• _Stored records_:
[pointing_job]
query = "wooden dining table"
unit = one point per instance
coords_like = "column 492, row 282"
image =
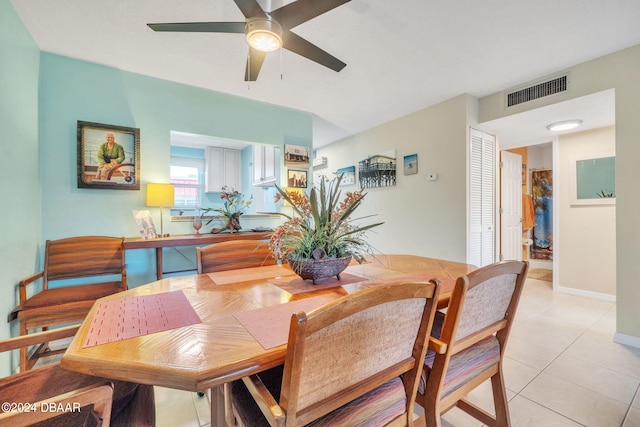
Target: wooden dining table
column 202, row 331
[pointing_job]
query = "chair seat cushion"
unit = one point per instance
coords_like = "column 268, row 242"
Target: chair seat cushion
column 376, row 408
column 463, row 366
column 42, row 383
column 55, row 297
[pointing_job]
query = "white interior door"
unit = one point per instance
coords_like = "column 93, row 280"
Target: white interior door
column 511, row 206
column 482, row 203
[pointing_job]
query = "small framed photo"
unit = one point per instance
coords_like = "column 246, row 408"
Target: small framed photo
column 348, row 175
column 296, row 156
column 411, row 164
column 297, row 178
column 108, row 156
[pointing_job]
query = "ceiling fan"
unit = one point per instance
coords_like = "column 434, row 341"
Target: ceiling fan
column 268, row 31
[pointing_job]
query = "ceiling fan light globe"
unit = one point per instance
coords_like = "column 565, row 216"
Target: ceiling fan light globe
column 263, row 34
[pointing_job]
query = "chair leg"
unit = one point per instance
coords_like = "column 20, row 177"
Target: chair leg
column 500, row 399
column 431, row 415
column 24, row 351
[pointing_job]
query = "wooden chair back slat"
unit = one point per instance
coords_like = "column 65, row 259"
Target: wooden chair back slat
column 375, row 336
column 83, row 257
column 479, row 317
column 233, row 255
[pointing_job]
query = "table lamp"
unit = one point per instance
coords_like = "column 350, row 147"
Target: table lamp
column 160, row 195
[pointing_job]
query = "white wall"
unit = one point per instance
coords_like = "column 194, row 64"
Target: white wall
column 620, row 72
column 420, row 217
column 587, row 250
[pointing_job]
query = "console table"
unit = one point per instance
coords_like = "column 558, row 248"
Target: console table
column 188, row 240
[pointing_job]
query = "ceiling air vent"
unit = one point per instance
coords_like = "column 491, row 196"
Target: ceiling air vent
column 537, row 91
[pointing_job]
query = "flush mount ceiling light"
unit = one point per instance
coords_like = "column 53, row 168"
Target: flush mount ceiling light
column 263, row 34
column 564, row 125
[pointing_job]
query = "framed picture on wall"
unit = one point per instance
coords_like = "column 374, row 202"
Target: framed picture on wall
column 593, row 180
column 296, row 156
column 108, row 156
column 411, row 164
column 348, row 175
column 297, row 178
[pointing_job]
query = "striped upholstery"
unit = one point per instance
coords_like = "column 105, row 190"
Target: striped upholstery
column 473, row 334
column 464, row 366
column 376, row 408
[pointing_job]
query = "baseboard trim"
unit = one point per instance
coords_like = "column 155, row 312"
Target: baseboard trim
column 587, row 294
column 624, row 339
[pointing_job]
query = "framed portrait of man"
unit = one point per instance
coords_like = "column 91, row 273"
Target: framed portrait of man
column 108, row 156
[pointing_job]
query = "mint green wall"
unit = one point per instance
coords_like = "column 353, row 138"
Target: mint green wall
column 72, row 90
column 20, row 188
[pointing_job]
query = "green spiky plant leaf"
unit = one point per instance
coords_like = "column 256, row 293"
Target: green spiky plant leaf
column 322, row 221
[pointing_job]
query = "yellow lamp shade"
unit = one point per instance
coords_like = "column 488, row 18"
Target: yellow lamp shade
column 160, row 195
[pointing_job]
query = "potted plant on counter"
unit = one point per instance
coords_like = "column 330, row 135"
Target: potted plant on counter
column 234, row 205
column 321, row 238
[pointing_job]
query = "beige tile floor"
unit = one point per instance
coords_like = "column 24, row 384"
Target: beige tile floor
column 562, row 368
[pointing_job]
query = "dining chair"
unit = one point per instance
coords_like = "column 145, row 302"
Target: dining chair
column 51, row 396
column 468, row 343
column 233, row 255
column 356, row 359
column 81, row 270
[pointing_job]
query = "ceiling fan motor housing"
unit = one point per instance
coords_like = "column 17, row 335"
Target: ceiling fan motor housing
column 263, row 34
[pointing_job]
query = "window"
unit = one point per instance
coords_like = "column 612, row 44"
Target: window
column 187, row 176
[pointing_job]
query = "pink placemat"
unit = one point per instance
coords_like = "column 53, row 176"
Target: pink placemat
column 116, row 320
column 253, row 273
column 270, row 325
column 298, row 285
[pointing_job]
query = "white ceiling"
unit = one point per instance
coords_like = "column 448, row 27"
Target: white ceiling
column 401, row 56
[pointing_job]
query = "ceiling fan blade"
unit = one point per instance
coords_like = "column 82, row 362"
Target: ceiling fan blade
column 250, row 8
column 200, row 27
column 255, row 60
column 301, row 11
column 302, row 47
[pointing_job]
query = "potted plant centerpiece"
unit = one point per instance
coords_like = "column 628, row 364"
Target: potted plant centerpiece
column 234, row 205
column 321, row 238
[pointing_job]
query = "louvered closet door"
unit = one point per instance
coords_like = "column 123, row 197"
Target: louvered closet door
column 481, row 248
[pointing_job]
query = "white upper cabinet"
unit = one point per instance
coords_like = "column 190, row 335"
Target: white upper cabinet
column 223, row 168
column 265, row 168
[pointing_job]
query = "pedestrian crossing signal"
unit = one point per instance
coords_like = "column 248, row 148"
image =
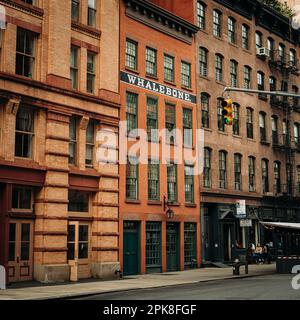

• _About this exercise_:
What you give back must be the data above, reproduced exactly and free of pictures.

• _Exercise answer_:
[pointing_job]
query = "wooden dining table"
unit = one point per instance
coords_like = "column 492, row 282"
image =
Target: wooden dining table
column 202, row 331
[pointing_job]
query = "chair seat cushion"
unit = one point per instance
coords_like = "column 268, row 242"
Target: chair seat cushion
column 376, row 408
column 463, row 366
column 42, row 383
column 55, row 297
[pointing_job]
query = "white interior door"
unit = one point per instance
coords_like = "column 93, row 280"
Target: white interior door
column 511, row 206
column 482, row 203
[pointing_job]
query = "small framed photo"
unit = one point per instance
coords_like = "column 246, row 408"
Target: small framed photo
column 348, row 175
column 296, row 156
column 411, row 164
column 297, row 178
column 108, row 156
[pointing_job]
query = "ceiling fan"
unit = one point per instance
coords_like = "column 434, row 341"
Target: ceiling fan
column 268, row 31
[pointing_job]
query = "ceiling fan light globe"
unit = one point per instance
coords_like = "column 565, row 216"
Target: ceiling fan light globe
column 263, row 34
[pointing_job]
query = "chair leg"
unit = one point per instance
coords_like = "column 20, row 177"
Target: chair leg
column 500, row 399
column 431, row 415
column 24, row 351
[pointing_job]
query = "wooden chair back slat"
unit = one point per instance
coords_like = "column 65, row 259"
Target: wooden chair back slat
column 375, row 336
column 83, row 257
column 479, row 317
column 233, row 255
[pointing_job]
query = "table lamp"
unit = one point per instance
coords_like = "column 350, row 147"
Target: table lamp
column 160, row 195
[pointing_job]
query = "white wall"
unit = one point per instance
coords_like = "column 194, row 64"
Target: white wall
column 620, row 72
column 420, row 217
column 587, row 250
[pointing_job]
query = "console table"
unit = one point per instance
coords_like = "column 558, row 248"
Target: console table
column 188, row 240
[pointing_job]
query = "ceiling air vent"
unit = one point per instance
coords_like = "column 491, row 196"
Target: ceiling air vent
column 537, row 91
[pointing_job]
query = "flush mount ceiling light"
unit = one point per instance
coords_like = "column 53, row 168"
Target: flush mount ceiling light
column 263, row 34
column 564, row 125
[pointing_job]
query = "framed picture on wall"
unit = one point per instance
coords_like = "column 374, row 202"
Target: framed picture on wall
column 593, row 180
column 296, row 156
column 108, row 156
column 411, row 164
column 348, row 175
column 297, row 178
[pointing_job]
query = "striped upholstery"
unit = one point per instance
coords_like = "column 105, row 190"
Target: striped upholstery
column 473, row 334
column 464, row 366
column 376, row 408
[pointing_job]
query = "baseboard trim"
unit = one point per instance
coords_like = "column 155, row 312"
Target: baseboard trim
column 587, row 294
column 624, row 339
[pointing_job]
query = "framed portrait of man"
unit = one point per instance
coords_like = "column 91, row 273"
Target: framed portrait of man
column 108, row 156
[pointing_job]
query = "mint green wall"
unit = one point per instance
coords_like = "column 353, row 138"
Target: mint green wall
column 72, row 90
column 20, row 188
[pointing_job]
query = "green spiky plant leaf"
unit = one point per instance
coords_like = "column 256, row 293"
Target: green spiky plant leaf
column 322, row 221
[pointing_job]
query = "yellow lamp shade"
unit = one point per instance
coords_like = "column 488, row 18"
Target: yellow lamp shade
column 160, row 195
[pointing_job]
query = "potted plant on counter"
unit = one point per instance
coords_like = "column 330, row 135"
Target: potted plant on counter
column 234, row 205
column 321, row 238
[pointing_job]
query = "beige tile floor"
unit = one point per instance
coords_like = "column 24, row 384"
Target: beige tile floor
column 562, row 368
[pointing_job]
query = "dining chair"
unit = one point per instance
coords_like = "column 145, row 302"
Target: dining chair
column 51, row 396
column 468, row 343
column 233, row 255
column 356, row 359
column 81, row 270
[pointing_job]
query = "ceiling fan motor housing"
unit = one point per instance
coords_like = "column 17, row 335"
Target: ceiling fan motor housing
column 263, row 34
[pointing_job]
query = "window"
unit = one point per instance
coords_like = "column 612, row 44"
Target: window
column 187, row 176
[pointing_job]
query = "pink placemat"
unit = one point per instance
coords_like = "column 53, row 176"
Target: pink placemat
column 116, row 320
column 253, row 273
column 270, row 325
column 298, row 285
[pointing_job]
query = "white ceiling"
unit = one point per instance
coords_like = "column 448, row 27"
Target: white ceiling
column 401, row 56
[pointing_job]
query = "ceiling fan blade"
unit = one point per instance
coords_like = "column 82, row 362"
Target: ceiling fan blade
column 250, row 8
column 200, row 27
column 255, row 60
column 301, row 11
column 302, row 47
[pointing_job]
query = "potted plant centerpiece"
unit = one point per instance
coords_like = "column 628, row 364"
Target: potted plant centerpiece
column 234, row 205
column 321, row 238
[pointing_job]
query = "louvered closet door"
unit = one point per instance
coords_like = "column 123, row 197"
Target: louvered closet door
column 481, row 248
[pointing_job]
query = "white upper cabinet"
unit = one point per instance
coords_like = "column 190, row 335"
Target: white upper cabinet
column 223, row 168
column 265, row 168
[pointing_job]
query = "pedestrian crossing signal"
unit = one point per instance
coords_like = "column 248, row 148"
image =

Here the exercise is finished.